= Problem details =
Copy out, word for word, the lines in the records below, starting with the line containing "of the palm" and ending with the line containing "[(91, 110), (290, 214), (302, 196), (36, 101)]", including both.

= Entries supplied =
** START **
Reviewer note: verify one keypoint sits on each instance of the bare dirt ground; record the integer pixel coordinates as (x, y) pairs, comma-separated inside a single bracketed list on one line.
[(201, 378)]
** END **
** START **
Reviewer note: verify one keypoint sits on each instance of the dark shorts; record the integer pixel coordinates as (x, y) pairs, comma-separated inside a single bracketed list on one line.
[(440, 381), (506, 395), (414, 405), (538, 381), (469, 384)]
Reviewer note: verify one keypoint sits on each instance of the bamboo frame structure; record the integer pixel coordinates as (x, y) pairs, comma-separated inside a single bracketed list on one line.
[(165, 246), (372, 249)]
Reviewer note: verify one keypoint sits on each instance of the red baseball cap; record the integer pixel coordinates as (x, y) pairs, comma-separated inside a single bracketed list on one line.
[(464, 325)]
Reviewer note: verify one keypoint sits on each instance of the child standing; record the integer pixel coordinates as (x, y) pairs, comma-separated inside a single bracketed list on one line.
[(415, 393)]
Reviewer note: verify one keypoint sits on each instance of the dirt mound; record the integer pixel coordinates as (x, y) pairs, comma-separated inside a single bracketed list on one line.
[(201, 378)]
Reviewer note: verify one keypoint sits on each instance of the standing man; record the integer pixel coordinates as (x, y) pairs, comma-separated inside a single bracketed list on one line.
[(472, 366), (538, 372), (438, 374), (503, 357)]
** END **
** START **
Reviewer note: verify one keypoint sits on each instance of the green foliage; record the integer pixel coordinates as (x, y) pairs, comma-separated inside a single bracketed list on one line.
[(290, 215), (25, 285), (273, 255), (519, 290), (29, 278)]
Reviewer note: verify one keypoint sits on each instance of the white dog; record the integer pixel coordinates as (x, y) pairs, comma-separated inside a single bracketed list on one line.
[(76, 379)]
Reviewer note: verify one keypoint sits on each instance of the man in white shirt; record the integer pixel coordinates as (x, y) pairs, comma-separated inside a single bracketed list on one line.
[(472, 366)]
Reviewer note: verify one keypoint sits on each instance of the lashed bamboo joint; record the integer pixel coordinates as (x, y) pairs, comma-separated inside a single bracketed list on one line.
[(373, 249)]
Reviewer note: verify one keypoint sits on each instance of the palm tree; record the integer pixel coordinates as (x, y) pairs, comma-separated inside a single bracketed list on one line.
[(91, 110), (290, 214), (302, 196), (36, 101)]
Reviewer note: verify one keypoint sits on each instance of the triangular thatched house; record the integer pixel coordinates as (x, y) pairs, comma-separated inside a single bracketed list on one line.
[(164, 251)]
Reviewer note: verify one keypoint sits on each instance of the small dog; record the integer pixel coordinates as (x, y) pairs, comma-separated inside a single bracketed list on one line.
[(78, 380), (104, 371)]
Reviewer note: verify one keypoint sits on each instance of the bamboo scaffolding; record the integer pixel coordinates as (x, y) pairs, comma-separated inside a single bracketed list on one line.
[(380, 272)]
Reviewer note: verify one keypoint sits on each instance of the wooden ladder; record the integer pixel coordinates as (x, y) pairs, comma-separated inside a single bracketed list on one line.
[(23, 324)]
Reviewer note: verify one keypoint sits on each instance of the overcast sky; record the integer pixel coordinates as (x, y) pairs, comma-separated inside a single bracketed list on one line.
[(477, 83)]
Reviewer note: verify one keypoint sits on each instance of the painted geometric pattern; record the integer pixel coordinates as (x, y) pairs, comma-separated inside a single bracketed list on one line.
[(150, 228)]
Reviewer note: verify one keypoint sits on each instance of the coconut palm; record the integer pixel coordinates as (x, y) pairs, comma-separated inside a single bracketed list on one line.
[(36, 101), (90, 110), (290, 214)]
** END **
= Response to the task =
Reviewer note: verify one keypoint sits on each instance of the palm tree; record the integer pixel coordinates as (x, y) pairs, comma-separated inside a single bracketed list on one line.
[(91, 110), (290, 214), (302, 196), (36, 101)]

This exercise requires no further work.